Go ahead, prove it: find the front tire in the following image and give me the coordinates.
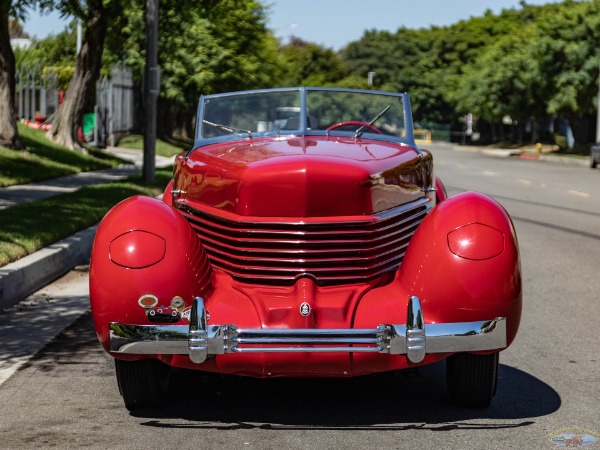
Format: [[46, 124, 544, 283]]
[[115, 358, 170, 409], [591, 157, 598, 169], [446, 352, 498, 407]]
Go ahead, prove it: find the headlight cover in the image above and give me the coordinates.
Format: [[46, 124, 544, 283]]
[[109, 230, 166, 269], [447, 223, 504, 260]]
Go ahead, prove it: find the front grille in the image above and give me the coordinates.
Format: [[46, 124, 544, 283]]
[[177, 198, 431, 285]]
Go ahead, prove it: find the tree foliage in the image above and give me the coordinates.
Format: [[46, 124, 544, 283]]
[[277, 36, 347, 86], [14, 21, 76, 69], [103, 0, 281, 136], [340, 0, 600, 145]]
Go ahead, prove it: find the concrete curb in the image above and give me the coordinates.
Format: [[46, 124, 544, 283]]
[[0, 225, 97, 310], [537, 154, 590, 166]]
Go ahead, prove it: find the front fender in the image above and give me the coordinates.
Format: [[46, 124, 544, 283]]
[[354, 191, 522, 351], [89, 195, 213, 355]]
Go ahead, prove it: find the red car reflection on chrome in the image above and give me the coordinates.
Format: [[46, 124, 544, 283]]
[[90, 87, 522, 409]]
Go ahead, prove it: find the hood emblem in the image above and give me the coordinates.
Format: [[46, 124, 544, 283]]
[[300, 302, 311, 316]]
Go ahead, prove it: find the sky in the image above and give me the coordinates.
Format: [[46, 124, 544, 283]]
[[22, 0, 562, 51]]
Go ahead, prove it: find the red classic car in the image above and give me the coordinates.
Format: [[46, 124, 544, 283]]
[[90, 87, 522, 409]]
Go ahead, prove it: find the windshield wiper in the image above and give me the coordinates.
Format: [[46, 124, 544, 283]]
[[203, 119, 252, 138], [355, 105, 391, 138]]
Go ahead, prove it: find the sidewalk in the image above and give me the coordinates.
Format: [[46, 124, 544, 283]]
[[461, 143, 590, 166], [0, 166, 138, 210], [0, 146, 175, 310], [0, 265, 90, 385]]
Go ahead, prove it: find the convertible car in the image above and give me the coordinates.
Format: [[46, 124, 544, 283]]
[[90, 87, 522, 409]]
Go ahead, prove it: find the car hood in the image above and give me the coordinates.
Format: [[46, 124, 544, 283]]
[[172, 136, 433, 217]]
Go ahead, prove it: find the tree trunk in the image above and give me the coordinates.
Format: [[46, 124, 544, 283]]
[[47, 5, 108, 151], [0, 3, 23, 150], [530, 117, 540, 144]]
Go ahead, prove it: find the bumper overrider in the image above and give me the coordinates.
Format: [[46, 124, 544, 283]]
[[109, 296, 507, 364]]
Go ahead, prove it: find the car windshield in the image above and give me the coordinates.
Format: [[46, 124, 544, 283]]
[[197, 87, 411, 145]]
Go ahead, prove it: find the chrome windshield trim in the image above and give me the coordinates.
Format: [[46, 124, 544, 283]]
[[109, 297, 507, 364], [188, 87, 419, 156]]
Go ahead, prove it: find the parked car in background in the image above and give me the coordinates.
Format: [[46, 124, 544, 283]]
[[90, 87, 522, 410], [591, 143, 600, 168]]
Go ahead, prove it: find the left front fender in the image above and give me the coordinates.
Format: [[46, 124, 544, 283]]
[[89, 195, 213, 355], [354, 191, 522, 349]]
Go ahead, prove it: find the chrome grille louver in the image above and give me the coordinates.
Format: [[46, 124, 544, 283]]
[[177, 198, 431, 285]]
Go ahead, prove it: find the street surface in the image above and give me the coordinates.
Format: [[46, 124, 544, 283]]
[[0, 142, 598, 449]]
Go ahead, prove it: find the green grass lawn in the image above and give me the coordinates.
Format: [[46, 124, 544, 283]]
[[0, 169, 172, 267], [0, 125, 174, 267], [0, 124, 126, 187], [116, 134, 192, 157]]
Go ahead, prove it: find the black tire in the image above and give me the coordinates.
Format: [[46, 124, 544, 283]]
[[446, 352, 498, 407], [115, 358, 170, 409], [591, 157, 597, 169]]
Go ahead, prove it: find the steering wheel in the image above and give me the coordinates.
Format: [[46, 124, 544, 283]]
[[326, 120, 382, 134]]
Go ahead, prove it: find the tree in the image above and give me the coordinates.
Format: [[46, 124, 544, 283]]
[[45, 0, 122, 151], [278, 37, 347, 87], [529, 0, 600, 144], [342, 27, 454, 121], [342, 29, 402, 88], [449, 23, 546, 143], [14, 20, 77, 68], [103, 0, 281, 138], [0, 1, 28, 150]]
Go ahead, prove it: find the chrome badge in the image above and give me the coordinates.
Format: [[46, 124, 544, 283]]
[[300, 302, 311, 316]]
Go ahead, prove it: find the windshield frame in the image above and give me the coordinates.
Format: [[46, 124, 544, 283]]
[[190, 87, 417, 155]]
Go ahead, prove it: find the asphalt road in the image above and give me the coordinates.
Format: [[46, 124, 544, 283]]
[[0, 143, 598, 449]]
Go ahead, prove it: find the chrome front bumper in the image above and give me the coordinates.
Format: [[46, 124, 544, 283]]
[[109, 296, 506, 364]]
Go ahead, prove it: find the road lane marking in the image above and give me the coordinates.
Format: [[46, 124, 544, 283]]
[[483, 171, 496, 176], [567, 190, 590, 198], [517, 179, 532, 185]]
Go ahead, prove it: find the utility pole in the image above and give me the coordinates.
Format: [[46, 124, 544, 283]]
[[143, 0, 159, 183]]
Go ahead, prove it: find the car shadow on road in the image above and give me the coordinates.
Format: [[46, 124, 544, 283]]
[[132, 360, 560, 431], [21, 312, 560, 432]]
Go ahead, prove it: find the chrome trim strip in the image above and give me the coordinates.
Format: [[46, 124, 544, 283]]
[[406, 296, 426, 363], [108, 324, 189, 354], [109, 297, 507, 361], [188, 297, 208, 363], [233, 347, 381, 353], [179, 196, 430, 229]]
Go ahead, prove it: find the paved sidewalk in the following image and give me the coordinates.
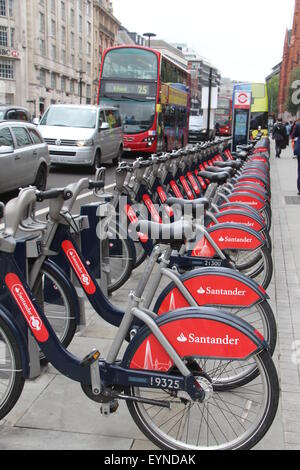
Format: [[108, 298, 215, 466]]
[[0, 142, 300, 450]]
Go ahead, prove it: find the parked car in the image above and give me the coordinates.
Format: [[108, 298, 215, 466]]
[[38, 104, 123, 170], [188, 115, 208, 143], [0, 121, 50, 194], [0, 106, 32, 123]]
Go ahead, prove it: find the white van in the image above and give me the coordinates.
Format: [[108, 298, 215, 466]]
[[38, 104, 123, 170]]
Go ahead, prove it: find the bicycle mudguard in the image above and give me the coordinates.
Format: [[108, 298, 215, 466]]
[[207, 210, 266, 232], [153, 267, 268, 316], [233, 181, 269, 196], [227, 192, 267, 212], [237, 175, 268, 189], [123, 308, 266, 371], [0, 303, 30, 378], [250, 156, 270, 165], [218, 203, 265, 222], [191, 223, 265, 258], [232, 187, 267, 202]]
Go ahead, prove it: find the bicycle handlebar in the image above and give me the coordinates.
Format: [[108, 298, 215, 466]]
[[36, 188, 73, 203], [88, 181, 105, 191]]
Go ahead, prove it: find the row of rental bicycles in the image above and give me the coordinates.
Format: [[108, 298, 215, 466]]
[[0, 136, 279, 450]]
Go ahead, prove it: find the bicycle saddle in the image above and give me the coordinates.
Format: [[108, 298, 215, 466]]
[[166, 197, 209, 217], [136, 219, 194, 246], [237, 145, 253, 151], [138, 160, 152, 168], [213, 161, 242, 170], [205, 166, 235, 176], [197, 171, 229, 185], [158, 155, 169, 162], [231, 151, 248, 160]]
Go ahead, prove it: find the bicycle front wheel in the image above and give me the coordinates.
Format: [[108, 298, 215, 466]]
[[106, 223, 135, 294], [126, 350, 279, 450], [32, 262, 78, 363], [0, 317, 25, 420]]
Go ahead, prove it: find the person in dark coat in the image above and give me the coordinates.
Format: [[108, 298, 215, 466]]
[[272, 117, 288, 158], [291, 119, 300, 195]]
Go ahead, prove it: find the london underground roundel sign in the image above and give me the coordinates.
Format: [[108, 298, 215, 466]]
[[234, 91, 251, 109]]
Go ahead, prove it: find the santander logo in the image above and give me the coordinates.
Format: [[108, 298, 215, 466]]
[[13, 285, 43, 332], [234, 200, 259, 207], [197, 286, 246, 297], [218, 235, 252, 244], [197, 287, 206, 295], [62, 241, 96, 295], [177, 333, 188, 343], [5, 274, 49, 343], [177, 332, 240, 346]]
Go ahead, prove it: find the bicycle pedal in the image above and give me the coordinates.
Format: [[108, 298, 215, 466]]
[[100, 400, 119, 417], [80, 350, 101, 396], [80, 349, 100, 368]]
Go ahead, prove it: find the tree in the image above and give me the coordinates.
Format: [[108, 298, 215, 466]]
[[286, 68, 300, 117], [267, 74, 279, 117]]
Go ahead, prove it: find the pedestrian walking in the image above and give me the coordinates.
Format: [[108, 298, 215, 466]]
[[291, 119, 300, 195], [291, 119, 300, 158], [272, 117, 288, 158]]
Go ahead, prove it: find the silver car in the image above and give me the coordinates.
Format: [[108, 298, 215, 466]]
[[0, 121, 50, 194], [38, 104, 123, 170]]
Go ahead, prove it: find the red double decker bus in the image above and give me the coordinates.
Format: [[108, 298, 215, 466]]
[[97, 46, 191, 155], [215, 96, 232, 136]]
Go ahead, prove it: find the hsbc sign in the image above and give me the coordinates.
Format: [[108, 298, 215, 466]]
[[0, 48, 20, 59]]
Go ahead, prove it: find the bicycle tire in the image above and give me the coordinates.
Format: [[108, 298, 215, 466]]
[[226, 245, 273, 290], [32, 262, 77, 364], [106, 224, 135, 294], [260, 204, 272, 233], [239, 245, 274, 290], [126, 349, 279, 450], [133, 241, 147, 269], [0, 317, 25, 420]]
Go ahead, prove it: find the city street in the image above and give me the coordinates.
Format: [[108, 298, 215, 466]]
[[0, 162, 120, 213], [1, 0, 300, 454]]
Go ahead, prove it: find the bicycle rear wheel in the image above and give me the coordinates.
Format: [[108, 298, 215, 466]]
[[127, 350, 279, 450], [226, 246, 273, 290], [0, 317, 25, 420]]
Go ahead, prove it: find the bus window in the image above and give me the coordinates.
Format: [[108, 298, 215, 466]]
[[102, 48, 158, 80]]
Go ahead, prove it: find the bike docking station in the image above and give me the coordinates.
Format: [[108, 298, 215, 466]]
[[0, 137, 283, 451], [13, 235, 45, 379], [9, 181, 113, 381], [232, 90, 252, 152]]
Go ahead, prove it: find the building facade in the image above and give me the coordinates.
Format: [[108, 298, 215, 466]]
[[175, 45, 221, 116], [150, 40, 188, 69], [278, 0, 300, 115], [0, 0, 120, 117]]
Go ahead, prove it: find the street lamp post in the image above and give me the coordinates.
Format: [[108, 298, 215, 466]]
[[143, 32, 156, 48], [206, 68, 213, 141], [77, 70, 85, 104]]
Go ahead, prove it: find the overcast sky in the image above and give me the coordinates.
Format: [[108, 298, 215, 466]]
[[113, 0, 295, 82]]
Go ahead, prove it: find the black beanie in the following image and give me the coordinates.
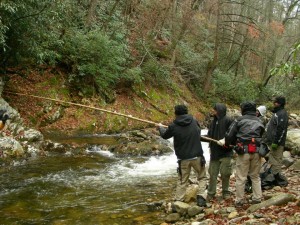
----
**Goal of the exercise:** Nothing should appear in the answer except the lines above from the line with "Go ahead, prove it: find the pedestrian" through the line with "Go ahead, prove it: find the silver", both included, written out exactly.

**Output below:**
Go ahead, prove it: find the pedestrian walking in the image above and give me the coordinates.
Format: [[108, 298, 215, 466]]
[[291, 119, 300, 195], [291, 119, 300, 158], [272, 117, 288, 158]]
Go ahead, prove it: find the silver car in the image above and give me the coordinates.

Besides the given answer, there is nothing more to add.